Resolution 2: Issue of 1,500,000 Shares to Simon O'Loughlin

To consider and, if thought fit, pass, with or without amendment, the following resolution as an ordinary resolution:

'That in accordance with Listing Rule 10.11 and for all other purposes, approval be and is hereby given to the issue of 1,500,000 ordinary shares to Mr Simon O'Loughlin (or his nominee), in lieu of directors' fees, on the terms and conditions in the Explanatory Memorandum.'

Resolution 3: Issue of 600,000 Shares to Donald Stephens

To consider and, if thought fit, pass, with or without amendment, the following resolution as an ordinary resolution:

'That in accordance with Listing Rule 10.11 and for all other purposes, approval be and is hereby given to the issue of 600,000 ordinary shares to Mr Donald Stephens (or his nominee), in lieu of company secretary fees, on the terms and conditions in the Explanatory Memorandum.'

Resolution 4: Issue of 2,000,000 Shares to Derek Carter

To consider and, if thought fit, pass, with or without amendment, the following resolution as an ordinary resolution:

'That in accordance with Listing Rule 10.11 and for all other purposes, approval be and is hereby given to the issue of 2,000,000 ordinary shares to Mr Derek Carter (or his nominee), in lieu of directors' fees, on the terms and conditions in the Explanatory Memorandum.'

Resolution 5: Issue of 1,500,000 Shares to Richard Bonython

To consider and, if thought fit, pass, with or without amendment, the following resolution as an ordinary resolution:

'That in accordance with Listing Rule 10.11 and for all other purposes, approval be and is hereby given to the issue of 1,500,000 ordinary shares to Mr Richard Bonython (or his nominee), in lieu of directors' fees, on the terms and conditions in the Explanatory Memorandum.'

Resolution 6: Issue of 1,500,000 Shares to Richard Hillis

To consider and, if thought fit, pass, with or without amendment, the following resolution as an ordinary resolution:

'That in accordance with Listing Rule 10.11 and for all other purposes, approval be and is hereby given to the issue of 1,500,000 ordinary shares to Mr Richard Hillis (or his nominee), in lieu of directors' fees, on the terms and conditions in the Explanatory Memorandum.'

Resolution 7: Issue of 1,500,000 Shares to Lewis Owens

To consider and, if thought fit, pass, with or without amendment, the following resolution as an ordinary resolution:

'That in accordance with Listing Rule 10.11 and for all other purposes, approval be and is hereby given to the issue of 1,500,000 ordinary shares to Mr Lewis Owens (or his nominee), in lieu of directors' fees, on the terms and conditions in the Explanatory Memorandum.'

Resolution 8: Section 195 Approval

To consider and, if thought fit, pass, with or without amendment, the following resolution as an ordinary resolution:

'That for the purposes of section 195(4) of the Corporations Act and for all other purposes, approval be and is hereby given to the Directors to complete the transactions contemplated by Resolutions 1, 2 and 3.'

DATED 13 JUNE 2014

BY ORDER OF THE BOARD PETRATHERM LIMITED

DONALD STEPHENS COMPANY SECRETARY

NOTES:

1. Explanatory Memorandum

The Explanatory Memorandum accompanying this Notice of Extraordinary General Meeting is incorporated in and comprises part of this Notice of Extraordinary General Meeting and should be read in conjunction with this Notice of Extraordinary General Meeting.

--- Data listing ---

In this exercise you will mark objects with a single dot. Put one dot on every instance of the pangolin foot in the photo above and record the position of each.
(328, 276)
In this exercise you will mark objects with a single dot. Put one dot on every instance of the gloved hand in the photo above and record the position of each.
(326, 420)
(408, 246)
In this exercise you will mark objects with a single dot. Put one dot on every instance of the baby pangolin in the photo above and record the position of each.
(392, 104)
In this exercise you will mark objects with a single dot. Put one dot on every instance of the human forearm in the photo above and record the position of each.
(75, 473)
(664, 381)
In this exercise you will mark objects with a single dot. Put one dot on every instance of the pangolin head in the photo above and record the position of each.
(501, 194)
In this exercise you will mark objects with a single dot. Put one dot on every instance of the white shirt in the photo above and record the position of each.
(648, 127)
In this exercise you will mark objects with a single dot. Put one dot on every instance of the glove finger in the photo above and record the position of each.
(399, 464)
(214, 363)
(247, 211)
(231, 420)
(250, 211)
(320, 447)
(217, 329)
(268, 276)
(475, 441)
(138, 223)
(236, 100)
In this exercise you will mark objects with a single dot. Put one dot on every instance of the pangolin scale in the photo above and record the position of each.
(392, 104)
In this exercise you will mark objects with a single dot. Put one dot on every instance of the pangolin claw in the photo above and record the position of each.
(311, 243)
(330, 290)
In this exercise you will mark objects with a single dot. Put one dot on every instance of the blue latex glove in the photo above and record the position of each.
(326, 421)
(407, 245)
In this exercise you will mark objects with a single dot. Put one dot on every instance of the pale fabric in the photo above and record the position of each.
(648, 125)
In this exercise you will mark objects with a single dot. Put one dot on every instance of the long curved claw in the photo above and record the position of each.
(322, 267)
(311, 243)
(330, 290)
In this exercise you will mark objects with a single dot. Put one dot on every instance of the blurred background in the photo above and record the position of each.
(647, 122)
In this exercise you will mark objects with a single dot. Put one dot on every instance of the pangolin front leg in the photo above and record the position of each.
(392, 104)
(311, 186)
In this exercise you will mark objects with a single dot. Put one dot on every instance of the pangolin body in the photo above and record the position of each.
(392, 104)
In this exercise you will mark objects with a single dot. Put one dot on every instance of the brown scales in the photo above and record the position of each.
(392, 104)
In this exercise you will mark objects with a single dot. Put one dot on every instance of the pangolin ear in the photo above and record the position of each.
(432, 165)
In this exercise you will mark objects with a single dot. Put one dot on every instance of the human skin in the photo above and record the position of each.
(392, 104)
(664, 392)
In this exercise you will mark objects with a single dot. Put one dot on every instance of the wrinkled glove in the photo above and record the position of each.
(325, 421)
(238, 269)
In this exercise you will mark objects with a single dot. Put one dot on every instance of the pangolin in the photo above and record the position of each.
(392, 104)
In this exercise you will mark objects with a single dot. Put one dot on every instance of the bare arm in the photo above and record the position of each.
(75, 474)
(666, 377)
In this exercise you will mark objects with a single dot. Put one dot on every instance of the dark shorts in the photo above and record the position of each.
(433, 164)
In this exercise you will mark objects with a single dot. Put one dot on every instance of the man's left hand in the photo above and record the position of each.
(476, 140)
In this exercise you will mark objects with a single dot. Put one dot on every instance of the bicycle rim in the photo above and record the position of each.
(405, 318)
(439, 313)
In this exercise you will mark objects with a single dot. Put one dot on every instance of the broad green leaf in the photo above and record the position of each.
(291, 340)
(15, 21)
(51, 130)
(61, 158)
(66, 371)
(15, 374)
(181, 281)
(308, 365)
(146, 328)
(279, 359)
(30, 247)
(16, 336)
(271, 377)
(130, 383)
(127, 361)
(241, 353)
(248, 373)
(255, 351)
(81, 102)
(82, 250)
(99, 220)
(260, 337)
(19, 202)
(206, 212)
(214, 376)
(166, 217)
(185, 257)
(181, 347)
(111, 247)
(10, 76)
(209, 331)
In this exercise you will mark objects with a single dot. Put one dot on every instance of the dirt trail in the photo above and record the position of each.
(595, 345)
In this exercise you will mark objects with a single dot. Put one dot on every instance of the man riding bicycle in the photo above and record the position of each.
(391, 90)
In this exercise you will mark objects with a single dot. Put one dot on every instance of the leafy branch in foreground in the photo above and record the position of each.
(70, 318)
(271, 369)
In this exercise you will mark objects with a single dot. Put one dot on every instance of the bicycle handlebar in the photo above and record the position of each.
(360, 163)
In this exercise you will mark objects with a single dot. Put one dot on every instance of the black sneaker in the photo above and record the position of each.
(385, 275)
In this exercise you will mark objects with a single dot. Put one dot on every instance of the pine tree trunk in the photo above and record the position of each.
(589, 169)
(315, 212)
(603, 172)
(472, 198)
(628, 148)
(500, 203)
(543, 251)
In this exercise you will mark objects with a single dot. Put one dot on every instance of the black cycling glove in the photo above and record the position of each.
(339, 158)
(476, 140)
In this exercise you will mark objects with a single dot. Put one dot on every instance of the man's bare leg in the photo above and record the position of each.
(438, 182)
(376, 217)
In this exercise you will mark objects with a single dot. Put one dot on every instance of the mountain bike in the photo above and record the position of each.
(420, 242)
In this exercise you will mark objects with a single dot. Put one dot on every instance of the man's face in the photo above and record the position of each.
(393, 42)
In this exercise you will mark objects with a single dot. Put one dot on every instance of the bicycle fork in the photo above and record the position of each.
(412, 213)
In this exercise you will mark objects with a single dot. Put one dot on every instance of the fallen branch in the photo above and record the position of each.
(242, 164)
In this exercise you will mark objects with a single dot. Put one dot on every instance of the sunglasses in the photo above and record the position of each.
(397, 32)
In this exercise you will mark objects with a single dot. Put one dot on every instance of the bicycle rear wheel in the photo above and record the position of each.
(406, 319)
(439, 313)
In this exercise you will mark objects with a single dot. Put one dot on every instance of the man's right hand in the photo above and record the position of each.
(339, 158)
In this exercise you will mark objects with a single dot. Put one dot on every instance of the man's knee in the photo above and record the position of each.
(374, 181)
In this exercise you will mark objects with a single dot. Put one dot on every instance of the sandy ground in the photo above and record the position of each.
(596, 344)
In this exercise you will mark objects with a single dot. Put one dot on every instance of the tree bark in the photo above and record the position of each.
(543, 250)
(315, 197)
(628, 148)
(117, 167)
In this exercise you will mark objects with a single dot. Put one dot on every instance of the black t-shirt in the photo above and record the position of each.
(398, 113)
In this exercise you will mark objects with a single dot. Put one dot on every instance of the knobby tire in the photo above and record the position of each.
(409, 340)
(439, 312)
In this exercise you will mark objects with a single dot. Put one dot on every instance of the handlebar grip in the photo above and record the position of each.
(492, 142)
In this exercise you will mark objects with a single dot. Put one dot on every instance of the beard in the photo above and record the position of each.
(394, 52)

--- Task statement ---
Could you extract the part of the meeting notice that starts at the words "The Explanatory Memorandum accompanying" and ends after "Extraordinary General Meeting."?

--- Result for this task ---
The Explanatory Memorandum accompanying this Notice of Extraordinary General Meeting is incorporated in and comprises part of this Notice of Extraordinary General Meeting and should be read in conjunction with this Notice of Extraordinary General Meeting.